Text to read -
--- --- ---

The wetlands in North Queensland form a vital part of the Great Barrier Reef ecosystem by acting as a filter for water flowing off the land and providing a nursery for fish. They are also a stopping off point for migratory birds from Siberia and are a haven for wetlands bird watching.
Despite their importance to the environment many of the wetland areas along the coast of NQ were compromised in the past by agricultural practices as well as urban and infrastructure development.
However, times are changing and local community groups are taking action to restore them to their former glory, which is bringing the birds (and fish) flocking back.
Nestled amongst 5,000 acres of grassland and open savanna woodland in the Atherton Tablelands, the Mareeba Wetlands is actually an artifically formed wetlands area but it has become a sanctuary for a variety of Australian wildlife and approximately 220 bird species.
The reserve has eight lagoons which all feed off each other, with water coming from Lake Tinaroo and the Barron River.
The main lagoon and the one most photographed at Mareeba Wetlands is Clancy’s Lagoon.
It was aptly named after Banjo Patterson’s well-known poem ‘Clancy of the Overflow’, as this lagoon’s water supply comes from an overflow of water from Lake Tinaroo.
Early morning or sunset are the best times to visit.

--- --- ---

Stated exercise 1 -
Answer these from the passage on North Queensland wetlands:
(a) Where do the migratory birds that stop at the wetlands come from?
(b) How many lagoons does the Mareeba Wetlands reserve have?
(c) Which poem gave Clancy's Lagoon its name?
Stated exercise 2 - Show every line of the listing that contains the string "brown". Case counts.
The passage on North Queensland wetlands has no connection to the listing that comes after it.

Source records -
--- --- ---

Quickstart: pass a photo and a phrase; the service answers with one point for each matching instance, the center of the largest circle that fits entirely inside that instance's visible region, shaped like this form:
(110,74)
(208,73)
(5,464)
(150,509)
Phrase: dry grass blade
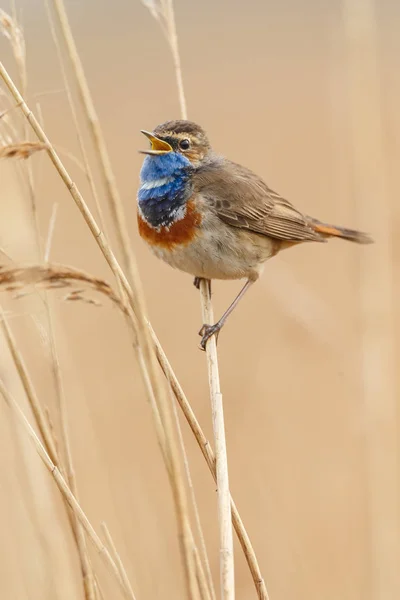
(115,267)
(166,9)
(217,409)
(117,558)
(40,416)
(11,30)
(15,278)
(100,146)
(65,490)
(209,456)
(21,150)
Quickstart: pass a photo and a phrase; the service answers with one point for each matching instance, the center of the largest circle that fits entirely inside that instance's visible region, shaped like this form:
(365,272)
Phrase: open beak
(157,146)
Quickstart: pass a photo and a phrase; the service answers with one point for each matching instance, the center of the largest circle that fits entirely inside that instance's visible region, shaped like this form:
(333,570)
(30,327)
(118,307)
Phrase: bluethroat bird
(210,217)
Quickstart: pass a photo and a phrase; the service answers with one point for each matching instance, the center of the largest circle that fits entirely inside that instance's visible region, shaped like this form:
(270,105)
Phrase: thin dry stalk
(87,168)
(209,456)
(12,31)
(208,589)
(227,573)
(30,392)
(21,150)
(100,146)
(57,276)
(147,360)
(224,499)
(111,260)
(25,150)
(116,556)
(65,490)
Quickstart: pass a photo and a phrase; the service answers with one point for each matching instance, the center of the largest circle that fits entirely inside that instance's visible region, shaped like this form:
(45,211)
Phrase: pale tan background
(269,82)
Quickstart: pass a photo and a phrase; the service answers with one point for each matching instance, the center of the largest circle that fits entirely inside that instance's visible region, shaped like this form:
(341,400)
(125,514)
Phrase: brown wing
(242,199)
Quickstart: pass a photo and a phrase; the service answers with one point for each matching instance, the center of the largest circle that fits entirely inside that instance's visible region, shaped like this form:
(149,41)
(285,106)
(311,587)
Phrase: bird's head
(180,138)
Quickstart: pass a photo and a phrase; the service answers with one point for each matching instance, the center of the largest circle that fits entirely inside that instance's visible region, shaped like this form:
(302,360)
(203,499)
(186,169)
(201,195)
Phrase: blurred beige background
(313,458)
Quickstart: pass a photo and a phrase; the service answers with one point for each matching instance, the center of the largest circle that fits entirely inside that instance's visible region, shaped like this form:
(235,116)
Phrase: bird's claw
(206,332)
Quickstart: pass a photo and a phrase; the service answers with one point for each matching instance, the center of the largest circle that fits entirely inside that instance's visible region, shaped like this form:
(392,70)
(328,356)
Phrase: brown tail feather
(347,234)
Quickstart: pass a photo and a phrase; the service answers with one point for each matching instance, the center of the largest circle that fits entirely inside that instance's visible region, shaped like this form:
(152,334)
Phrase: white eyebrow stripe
(149,185)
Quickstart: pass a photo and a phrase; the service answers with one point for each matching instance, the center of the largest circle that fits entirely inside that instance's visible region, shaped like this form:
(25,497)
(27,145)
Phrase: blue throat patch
(165,188)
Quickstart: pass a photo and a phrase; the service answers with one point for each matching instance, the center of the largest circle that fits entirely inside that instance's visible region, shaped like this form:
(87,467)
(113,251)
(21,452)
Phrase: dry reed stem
(115,267)
(147,360)
(224,500)
(227,573)
(100,146)
(86,164)
(21,150)
(25,150)
(210,585)
(209,456)
(116,556)
(65,490)
(137,303)
(13,278)
(30,392)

--- --- ---

Correct output 1 -
(a) Siberia
(b) Eight
(c) 'Clancy of the Overflow'

Correct output 2 -
Phrase: brown wing
Phrase: brown tail feather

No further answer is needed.